● **Description of the task**: Repeat the listing below line for line without changing anything, and leave the pictures out.

--- Start of Information provided ---

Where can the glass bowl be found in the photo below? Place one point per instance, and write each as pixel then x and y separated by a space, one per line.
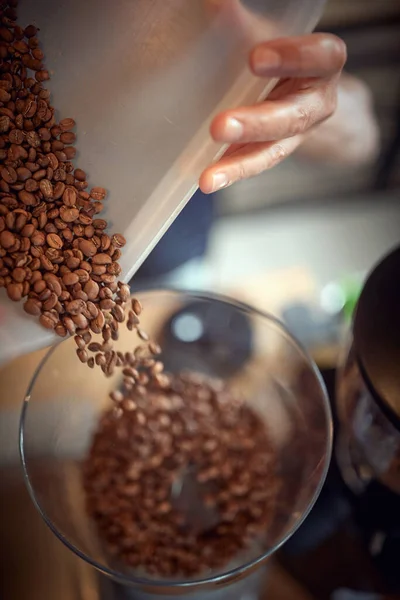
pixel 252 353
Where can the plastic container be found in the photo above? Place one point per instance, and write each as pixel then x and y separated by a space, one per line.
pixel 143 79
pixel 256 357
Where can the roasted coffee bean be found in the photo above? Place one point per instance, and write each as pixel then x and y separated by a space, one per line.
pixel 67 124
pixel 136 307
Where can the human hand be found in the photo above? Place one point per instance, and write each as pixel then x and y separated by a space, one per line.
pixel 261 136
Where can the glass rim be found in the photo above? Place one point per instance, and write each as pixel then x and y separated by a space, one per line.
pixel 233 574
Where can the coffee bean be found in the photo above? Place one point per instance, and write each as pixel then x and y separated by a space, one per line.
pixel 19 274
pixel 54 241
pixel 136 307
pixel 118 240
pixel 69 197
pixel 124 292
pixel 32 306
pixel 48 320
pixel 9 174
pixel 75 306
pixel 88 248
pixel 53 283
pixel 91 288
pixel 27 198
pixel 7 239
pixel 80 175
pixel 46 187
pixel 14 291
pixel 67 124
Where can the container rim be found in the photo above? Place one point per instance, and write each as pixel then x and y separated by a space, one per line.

--- End of Information provided ---

● **Task output**:
Where can the glass bowl be found in the photo below? Place one point per instance, and write each as pixel then x and y separated by a space, one per line.
pixel 252 353
Where can the plastic container be found in the photo above? Place one point per instance, and write each as pixel then x and y separated by a space, one per line.
pixel 143 79
pixel 256 357
Where can the roasted coffee bean be found in the photo above? Place one point per instance, and write each as pixel then x and y separated by a space, one per line.
pixel 67 124
pixel 136 307
Where can the human hand be found in the photo above? Place one point per instance, and write each as pixel then x and y separated by a space, one per line.
pixel 261 136
Where can the glass rim be found in the photo above? Place one point per instance, and write each as pixel then x and y separated by a space, one per line.
pixel 233 574
Where can the coffee bean be found in the photo above? Place one point per instance, and write each as pixel then x and y separated by a space, one per line.
pixel 19 274
pixel 54 241
pixel 136 307
pixel 118 240
pixel 69 197
pixel 124 292
pixel 32 306
pixel 48 320
pixel 9 174
pixel 75 306
pixel 88 248
pixel 53 283
pixel 91 288
pixel 27 198
pixel 7 239
pixel 80 175
pixel 46 187
pixel 14 291
pixel 67 124
Where can the container rim be found in the photo above? Place one point per instance, and write each as pixel then x and y separated by a space, one per line.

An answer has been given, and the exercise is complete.